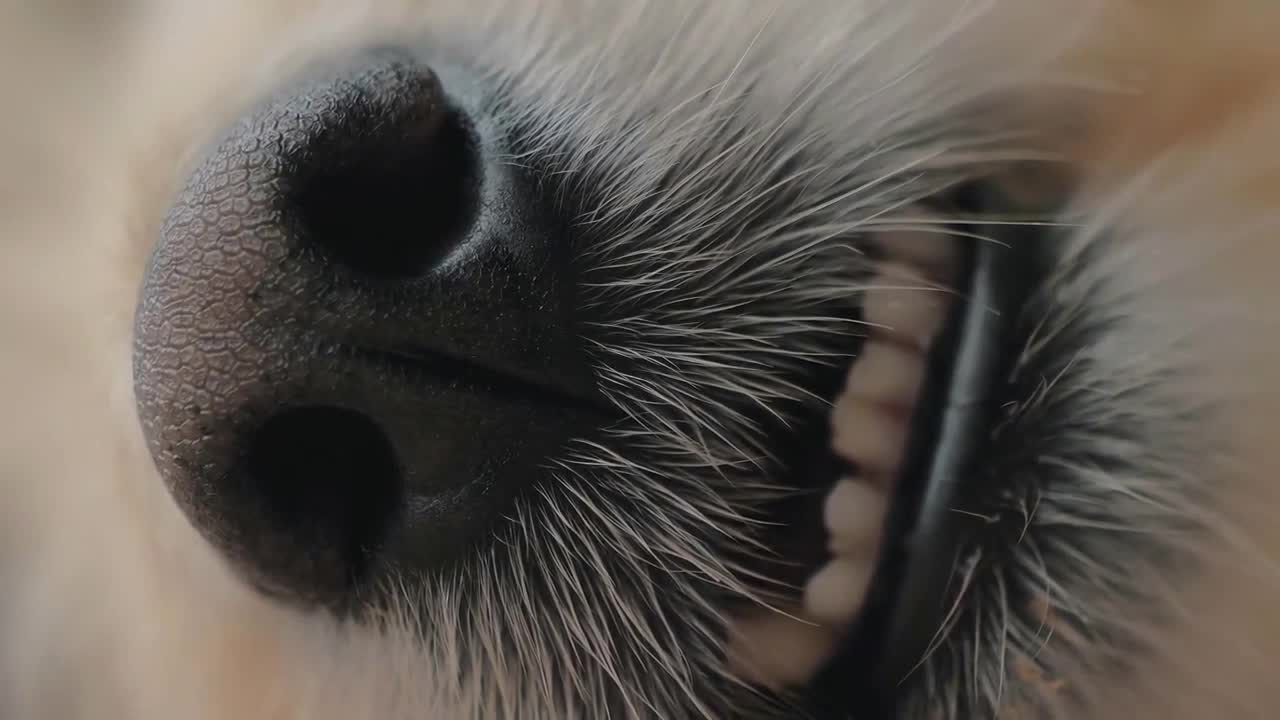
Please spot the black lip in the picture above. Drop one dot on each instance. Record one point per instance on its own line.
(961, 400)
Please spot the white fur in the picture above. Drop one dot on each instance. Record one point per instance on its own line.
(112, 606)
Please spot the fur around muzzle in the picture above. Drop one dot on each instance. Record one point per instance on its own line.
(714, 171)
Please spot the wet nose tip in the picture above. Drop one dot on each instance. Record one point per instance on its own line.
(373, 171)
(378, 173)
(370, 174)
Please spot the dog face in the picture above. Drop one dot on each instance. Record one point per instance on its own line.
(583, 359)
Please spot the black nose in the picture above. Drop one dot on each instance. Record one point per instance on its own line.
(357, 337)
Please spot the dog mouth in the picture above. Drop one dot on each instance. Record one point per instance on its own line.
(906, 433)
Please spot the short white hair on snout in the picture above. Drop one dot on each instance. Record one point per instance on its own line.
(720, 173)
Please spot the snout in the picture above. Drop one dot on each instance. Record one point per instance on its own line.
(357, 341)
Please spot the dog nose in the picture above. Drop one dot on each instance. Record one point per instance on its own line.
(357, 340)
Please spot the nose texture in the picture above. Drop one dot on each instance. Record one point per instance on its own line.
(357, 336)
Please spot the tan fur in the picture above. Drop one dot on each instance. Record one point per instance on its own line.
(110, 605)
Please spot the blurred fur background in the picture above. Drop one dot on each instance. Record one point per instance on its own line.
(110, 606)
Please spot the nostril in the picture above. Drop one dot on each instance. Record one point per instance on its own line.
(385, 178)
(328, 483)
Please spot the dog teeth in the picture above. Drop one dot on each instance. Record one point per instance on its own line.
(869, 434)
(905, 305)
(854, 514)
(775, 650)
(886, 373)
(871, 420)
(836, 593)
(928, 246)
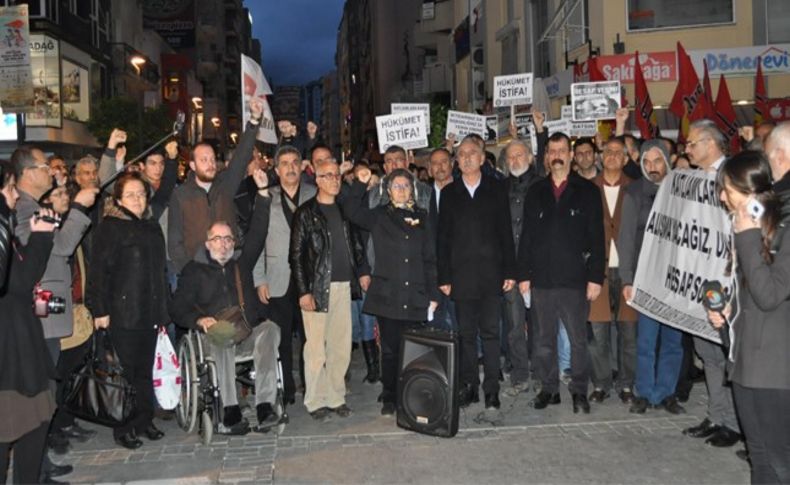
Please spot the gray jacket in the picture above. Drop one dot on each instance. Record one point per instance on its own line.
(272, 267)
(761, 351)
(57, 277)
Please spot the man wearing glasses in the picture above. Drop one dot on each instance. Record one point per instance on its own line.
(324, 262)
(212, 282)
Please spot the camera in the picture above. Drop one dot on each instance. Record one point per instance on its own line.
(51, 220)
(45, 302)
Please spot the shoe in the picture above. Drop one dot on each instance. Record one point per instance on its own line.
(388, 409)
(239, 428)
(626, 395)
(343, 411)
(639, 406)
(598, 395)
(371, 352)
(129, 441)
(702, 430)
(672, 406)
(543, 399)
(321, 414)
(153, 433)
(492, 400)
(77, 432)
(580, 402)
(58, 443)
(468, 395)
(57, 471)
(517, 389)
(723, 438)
--
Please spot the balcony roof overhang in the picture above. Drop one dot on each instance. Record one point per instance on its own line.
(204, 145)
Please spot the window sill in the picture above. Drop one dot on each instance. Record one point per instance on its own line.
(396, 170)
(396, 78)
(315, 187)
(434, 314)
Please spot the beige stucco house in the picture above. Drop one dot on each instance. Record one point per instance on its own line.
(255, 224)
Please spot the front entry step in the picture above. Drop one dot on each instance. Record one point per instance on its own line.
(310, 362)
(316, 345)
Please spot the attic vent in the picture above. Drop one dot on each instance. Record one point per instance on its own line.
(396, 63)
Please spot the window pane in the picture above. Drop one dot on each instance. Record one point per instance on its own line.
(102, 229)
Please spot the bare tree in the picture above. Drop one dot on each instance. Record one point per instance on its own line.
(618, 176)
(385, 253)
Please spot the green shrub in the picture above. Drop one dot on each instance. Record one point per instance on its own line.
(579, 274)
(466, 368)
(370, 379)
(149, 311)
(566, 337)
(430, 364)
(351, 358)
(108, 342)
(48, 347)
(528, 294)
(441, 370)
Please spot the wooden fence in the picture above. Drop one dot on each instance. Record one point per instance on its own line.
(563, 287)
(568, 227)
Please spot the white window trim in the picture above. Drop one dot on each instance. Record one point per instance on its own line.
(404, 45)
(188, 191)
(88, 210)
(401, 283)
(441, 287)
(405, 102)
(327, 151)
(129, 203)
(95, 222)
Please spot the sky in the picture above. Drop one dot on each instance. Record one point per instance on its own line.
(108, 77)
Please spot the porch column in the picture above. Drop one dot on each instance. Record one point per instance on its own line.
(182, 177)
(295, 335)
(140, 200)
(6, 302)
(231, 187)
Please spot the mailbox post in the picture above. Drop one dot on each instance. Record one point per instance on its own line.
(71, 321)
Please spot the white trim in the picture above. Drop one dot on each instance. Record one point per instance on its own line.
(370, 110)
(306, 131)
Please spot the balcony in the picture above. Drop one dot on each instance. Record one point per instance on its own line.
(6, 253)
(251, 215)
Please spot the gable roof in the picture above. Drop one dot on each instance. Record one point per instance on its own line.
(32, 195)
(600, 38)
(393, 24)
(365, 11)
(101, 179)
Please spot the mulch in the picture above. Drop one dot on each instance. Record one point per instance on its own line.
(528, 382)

## GIVEN REQUEST
State how many lines of the material above contain the word "black". Give only the number.

## FULL OUTPUT
2